# LESETEXT
──────────
6. Oktober 2009
Und wieder vergreift sich ein Politiker…
… beim Griff in die Chengyu-Kiste. Ein Abgeordneter im taiwanesischen Parlament von der KMT namens Wu Ching-Chi (吳清池) wollte auf einer Pressekonferenz durch den Gebrauch eines Chengyu seine Bildung demonstrieren, und bei der Kritik des ungebührlichen Benehmens aus der Entourage seines Parteifreundes Präsident Ma Ying-jeou zum Ausdruck bringen, daß derlei Umstände schon länger bestanden haben müßten:
- 冰凍三尺、非一日之寒: bīngdòng sān chǐ, fēi yī rì zhī hán
Dieses Chengyu stammt aus dem 論衡 Lùnhéng des Philosophen der Hàn-Zeit, 王充 Wáng Chōng bedeutet soviel wie „Gefrorenes Eis drei Fuß dick, kommt nicht von einem Tag Kälte“, d.h. eine ungenehme Situation bricht nicht über Nacht hinein, sondern baut sich in der Regel über einen gewissen Zeitraum auf. Aber der gute Mann konnte sich nicht der klassisch-chinesischen Form dieses Chengyu entsinnen und probierte eine modernsprachliche Variante, bei der er aber ins Schleudern kam:
- 「一日之之…我想一日之寒,絕對不是一日的下雪…就能夠變成冰塊的。」“Ein Tag, Tag… ich denke, ein Tag Kälte, ist auf keinen Fall einen Tag Schnee…. das kann dann zu Eis werden!“
Ich muß zugeben, ganz klar ist mir nicht, was er eigentlich da sagt, die taiwanesische Presse bemerkt jedenfalls ganz lapidar, dass er bei dem Versuch, sich der richtigen Worte zu erinnern, eine neue modernsprachliche Redewendung erfunden habe.
Als er dann von den Hochgeschwindigkeitszügen sprach, wollte er die großen Schuldenlasten anprangern und das Chengyu 「債臺高築」 (zhàitái-gāozhù BJ/zhàitái-gāozhú TW) bedeutet wörtlich in etwa „eine Schulden(債)-plattform (臺) hoch (高) errichten (築)“ und bezieht sich auf eine Geschichte aus dem 漢書 Hànshū, in der sich der König von Zhou auf einer hoch errichteten Plattform vor seinen Gläubigern versteckte. Wu aber brachte hier die Reihenfolge durcheinander und sagte 「債築高臺」, also in etwa eine „mit Schulden eine hohe Plattform errichten“. Eine solche Verwechslung ist logisch gesehen gar nicht so abstrus und ein durchaus ein plausibler Flüchtigkeitsfehler. Aber da Wu sich schon beim Chengyu über die Eiseskälte vertan hatte, schenkte ihm die Presse natürlich auch noch bei diesem Fehler ein. Wer den Schaden hat, braucht für den Spott nicht zu sorgen…
Es gibt auch ein Video, auf dem Wus Fauxpas zu sehen sind, neben anderen Politikerversprechern, u.a. einem Abgeordneten, der Präsident Ma als „Expräsidenten“ bezeichnet.
──────────
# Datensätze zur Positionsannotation
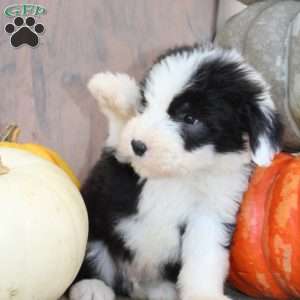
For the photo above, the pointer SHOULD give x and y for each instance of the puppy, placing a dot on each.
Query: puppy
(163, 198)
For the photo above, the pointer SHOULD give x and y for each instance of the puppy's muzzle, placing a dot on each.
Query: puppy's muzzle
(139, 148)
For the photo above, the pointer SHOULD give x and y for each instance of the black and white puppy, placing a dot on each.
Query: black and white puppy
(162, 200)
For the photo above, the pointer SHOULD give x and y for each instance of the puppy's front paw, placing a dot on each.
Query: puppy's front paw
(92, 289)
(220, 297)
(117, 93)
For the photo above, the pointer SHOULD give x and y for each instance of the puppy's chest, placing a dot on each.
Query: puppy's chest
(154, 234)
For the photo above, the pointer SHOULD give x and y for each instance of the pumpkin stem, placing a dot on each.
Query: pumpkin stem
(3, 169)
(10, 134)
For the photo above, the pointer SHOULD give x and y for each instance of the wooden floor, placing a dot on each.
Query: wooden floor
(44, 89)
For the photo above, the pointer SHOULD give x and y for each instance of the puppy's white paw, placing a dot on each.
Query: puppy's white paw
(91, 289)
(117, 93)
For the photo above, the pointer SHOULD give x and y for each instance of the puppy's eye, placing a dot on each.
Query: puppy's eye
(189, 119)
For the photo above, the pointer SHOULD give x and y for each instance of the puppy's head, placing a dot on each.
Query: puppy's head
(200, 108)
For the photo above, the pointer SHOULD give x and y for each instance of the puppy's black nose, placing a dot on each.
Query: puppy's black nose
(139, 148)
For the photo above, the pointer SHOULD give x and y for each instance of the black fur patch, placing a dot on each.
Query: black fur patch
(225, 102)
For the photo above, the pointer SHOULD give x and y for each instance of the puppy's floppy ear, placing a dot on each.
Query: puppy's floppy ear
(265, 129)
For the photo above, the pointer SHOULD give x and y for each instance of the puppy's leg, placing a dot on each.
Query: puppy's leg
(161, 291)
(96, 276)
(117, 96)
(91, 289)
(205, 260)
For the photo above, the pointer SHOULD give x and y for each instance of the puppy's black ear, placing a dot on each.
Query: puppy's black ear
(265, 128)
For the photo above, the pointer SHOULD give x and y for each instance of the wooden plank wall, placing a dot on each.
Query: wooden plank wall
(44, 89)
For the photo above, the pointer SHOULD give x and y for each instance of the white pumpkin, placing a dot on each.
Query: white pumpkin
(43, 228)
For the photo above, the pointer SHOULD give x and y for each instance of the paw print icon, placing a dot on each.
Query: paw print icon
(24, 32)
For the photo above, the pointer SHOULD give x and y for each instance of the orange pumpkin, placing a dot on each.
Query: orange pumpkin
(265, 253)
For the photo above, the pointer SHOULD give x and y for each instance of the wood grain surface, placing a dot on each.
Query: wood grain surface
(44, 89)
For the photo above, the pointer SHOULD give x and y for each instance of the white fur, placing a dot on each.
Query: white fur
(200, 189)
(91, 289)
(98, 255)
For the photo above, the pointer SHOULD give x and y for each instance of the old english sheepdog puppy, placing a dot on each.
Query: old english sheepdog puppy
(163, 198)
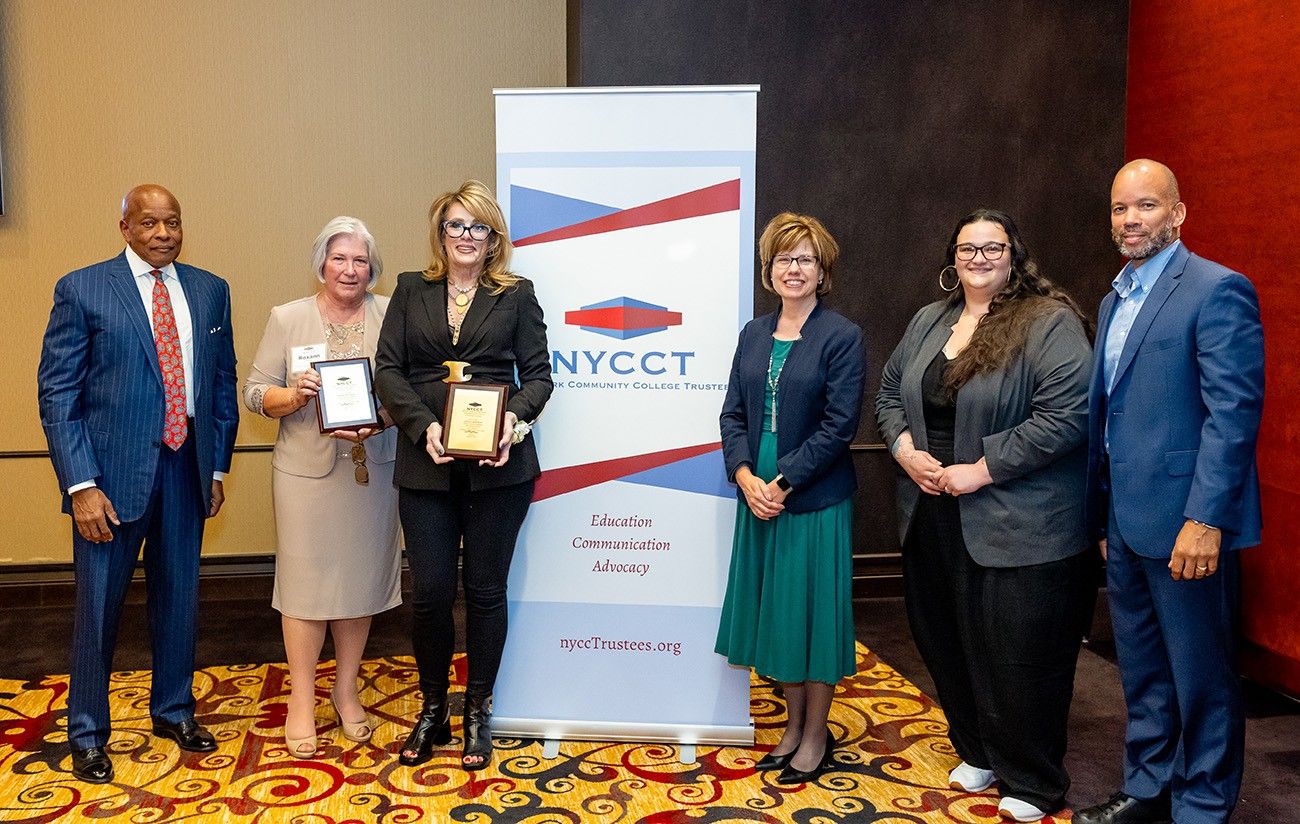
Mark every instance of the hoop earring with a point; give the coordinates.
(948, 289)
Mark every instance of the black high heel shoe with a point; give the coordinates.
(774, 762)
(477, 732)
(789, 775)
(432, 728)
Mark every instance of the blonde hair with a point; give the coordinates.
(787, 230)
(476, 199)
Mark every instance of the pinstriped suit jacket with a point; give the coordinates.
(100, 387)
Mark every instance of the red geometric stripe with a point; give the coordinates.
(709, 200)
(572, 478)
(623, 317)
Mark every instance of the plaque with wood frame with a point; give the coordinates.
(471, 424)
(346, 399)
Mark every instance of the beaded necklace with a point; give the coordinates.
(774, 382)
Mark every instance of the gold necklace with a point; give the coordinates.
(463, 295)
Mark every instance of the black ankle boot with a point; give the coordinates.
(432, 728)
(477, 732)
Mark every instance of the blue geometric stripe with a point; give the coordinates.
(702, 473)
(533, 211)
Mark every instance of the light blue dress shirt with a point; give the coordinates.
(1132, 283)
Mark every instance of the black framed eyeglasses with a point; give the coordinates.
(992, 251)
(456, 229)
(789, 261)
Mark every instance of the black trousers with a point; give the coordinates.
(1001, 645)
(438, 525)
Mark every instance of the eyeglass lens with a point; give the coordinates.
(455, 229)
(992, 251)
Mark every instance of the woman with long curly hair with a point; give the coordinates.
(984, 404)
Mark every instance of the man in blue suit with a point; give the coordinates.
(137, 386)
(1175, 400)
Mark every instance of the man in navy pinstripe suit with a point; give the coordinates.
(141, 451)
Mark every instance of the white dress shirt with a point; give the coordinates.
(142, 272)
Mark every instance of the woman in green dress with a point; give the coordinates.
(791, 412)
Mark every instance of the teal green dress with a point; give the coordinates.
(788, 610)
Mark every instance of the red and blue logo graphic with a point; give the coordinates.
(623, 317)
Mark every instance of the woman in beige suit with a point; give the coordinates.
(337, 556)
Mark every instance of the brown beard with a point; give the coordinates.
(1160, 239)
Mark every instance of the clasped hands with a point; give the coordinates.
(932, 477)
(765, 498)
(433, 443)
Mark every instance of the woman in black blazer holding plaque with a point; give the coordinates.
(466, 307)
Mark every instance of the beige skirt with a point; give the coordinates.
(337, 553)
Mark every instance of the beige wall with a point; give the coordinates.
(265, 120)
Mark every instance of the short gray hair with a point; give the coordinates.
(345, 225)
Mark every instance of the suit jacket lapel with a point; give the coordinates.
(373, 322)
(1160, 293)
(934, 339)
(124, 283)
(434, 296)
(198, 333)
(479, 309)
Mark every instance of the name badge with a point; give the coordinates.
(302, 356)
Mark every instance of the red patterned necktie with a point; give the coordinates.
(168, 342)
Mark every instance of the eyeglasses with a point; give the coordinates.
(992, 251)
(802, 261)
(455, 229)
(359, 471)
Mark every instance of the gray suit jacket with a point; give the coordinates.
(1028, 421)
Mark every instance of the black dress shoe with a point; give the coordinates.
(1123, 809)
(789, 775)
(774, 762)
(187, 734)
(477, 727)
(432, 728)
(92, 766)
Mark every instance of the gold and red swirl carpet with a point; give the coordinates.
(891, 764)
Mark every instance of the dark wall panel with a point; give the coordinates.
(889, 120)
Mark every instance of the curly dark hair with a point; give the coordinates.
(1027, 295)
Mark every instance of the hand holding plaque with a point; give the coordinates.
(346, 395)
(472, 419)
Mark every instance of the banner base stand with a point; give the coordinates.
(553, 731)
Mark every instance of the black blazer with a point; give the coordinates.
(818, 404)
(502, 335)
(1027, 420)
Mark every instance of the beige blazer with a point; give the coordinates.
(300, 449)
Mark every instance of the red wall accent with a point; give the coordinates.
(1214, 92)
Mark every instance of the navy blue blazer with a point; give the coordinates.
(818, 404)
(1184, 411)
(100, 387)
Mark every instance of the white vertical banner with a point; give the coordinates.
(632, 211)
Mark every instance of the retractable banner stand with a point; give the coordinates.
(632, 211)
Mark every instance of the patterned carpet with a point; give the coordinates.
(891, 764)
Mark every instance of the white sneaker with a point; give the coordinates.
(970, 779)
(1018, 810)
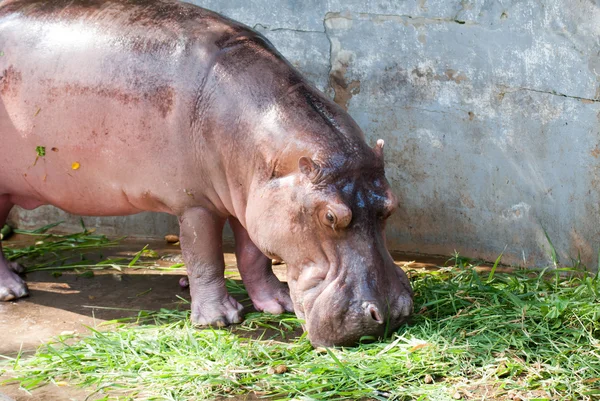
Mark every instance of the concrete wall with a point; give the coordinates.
──────────
# ANFORDERUNG 1
Kannst du aus den Zeilen alles von der Zeile mit „Mark every instance of the blue“ bis hinunter zu der Zeile mit „(1132, 283)“, beide eingeschlossen, unverändert niederschreiben?
# ANFORDERUNG 2
Wie geht der Text über die Chengyu-Patzer des taiwanesischen Abgeordneten weiter? Setze ihn im Anschluss an seinen letzten Satz fort.
Der Text und die Zeilen sind voneinander unabhängiges Material.

# SCHRIFTLICHE ANTWORT 1
Mark every instance of the blue geometric stripe with a point; give the coordinates.
(702, 473)
(533, 211)
Mark every instance of the light blue dress shirt with a point; give the coordinates.
(1132, 283)

# SCHRIFTLICHE ANTWORT 2
Am Ende zeigt das Video zeigt noch einen weiteren Politiker, der Chengyu-Probleme hat:
- 書同文,車同軌: shū tóng wén, chē tóng guǐ.
In etwa „Bücher mit gleicher Schrift, Wagen mit gleicher Spannbreite“, dieses Chengyu bezieht sich auf die vielen Reformen, die der erste Kaiser in der Geschichte Chinas, 秦始皇帝 Qin Shi Huangdi nach der erfolgreichen Einigung Chinas durchführen ließ: die vielen verschieden im Reich verwandten Wagenspannbreiten und Schriftarten wurden vereinheitlicht. Der Abgeordnete, der dieses Chengyu anführen wollte, kam aber nur auf 學同文 xué tóng wén („die gleichen Zeichen lernen“), muß sich von der Regierungsbank eines Besseren belehren lassen, daß es 書同文 heißt und überdies, daß dies nur die Hälfte ist. 車同軌 versteht der so Belehrte nicht ganz und bekommt das dritte Zeichen noch beschrieben: 「車軌的軌,軌道的軌」 „軌 von 車軌 „Wagenspanne“, 軌 von 軌道 „(Fahr-)Bahn“.
(Herzlichen Dank an HYW für die Hinweise auf Artikel und Video!)
18. März 2009
Und diesmal der Bildungsminister…
ja, immer wieder verwenden Politiker Chengyu falsch. Sie stehen aber auch unter solchem Druck, sich als gebildet zu zeigen… Hier gibt es einen Bericht, der sich mit den Faux-pas des taiwanesischen Bildungsministers im Januar diesen Jahres beschäftigt. Wie bei Chen Shui-bian, vergriff sich der Minister im Ton, als er eine Organisation und diejenigen, die sich um diese verdient gemacht hatten, loben wollte.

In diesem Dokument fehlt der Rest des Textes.